DESKRIPSI TUGAS. Tolong tulis ulang baris-baris mulai dari baris yang memuat "of the dark" sampai baris terakhir, dengan mengganti "wall panel" menjadi "wall board" dan membiarkan bagian lainnya tetap sama.
::: BARIS YANG DIBERIKAN :::
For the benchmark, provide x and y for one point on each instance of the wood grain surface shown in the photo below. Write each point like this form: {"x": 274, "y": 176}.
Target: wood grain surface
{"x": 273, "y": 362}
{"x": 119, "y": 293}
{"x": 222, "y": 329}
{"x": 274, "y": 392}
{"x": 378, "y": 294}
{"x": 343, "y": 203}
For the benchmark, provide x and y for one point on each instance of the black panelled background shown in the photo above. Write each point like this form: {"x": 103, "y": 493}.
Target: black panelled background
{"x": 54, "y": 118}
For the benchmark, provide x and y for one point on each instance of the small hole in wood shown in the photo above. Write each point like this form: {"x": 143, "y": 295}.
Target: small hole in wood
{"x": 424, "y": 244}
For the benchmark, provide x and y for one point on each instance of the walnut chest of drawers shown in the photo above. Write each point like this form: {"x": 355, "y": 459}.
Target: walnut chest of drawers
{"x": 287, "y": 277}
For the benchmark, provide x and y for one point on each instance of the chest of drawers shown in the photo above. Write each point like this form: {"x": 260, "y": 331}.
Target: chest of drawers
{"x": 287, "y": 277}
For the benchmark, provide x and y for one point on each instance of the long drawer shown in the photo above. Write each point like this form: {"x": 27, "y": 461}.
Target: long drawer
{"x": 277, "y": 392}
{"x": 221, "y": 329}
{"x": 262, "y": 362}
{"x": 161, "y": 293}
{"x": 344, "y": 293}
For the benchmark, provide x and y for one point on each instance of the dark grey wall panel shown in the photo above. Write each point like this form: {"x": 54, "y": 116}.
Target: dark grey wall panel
:::
JAWABAN AKHIR.
For the benchmark, provide x and y for one point on each instance of the dark grey wall board shown in the photo above. Write each point like this form: {"x": 54, "y": 116}.
Target: dark grey wall board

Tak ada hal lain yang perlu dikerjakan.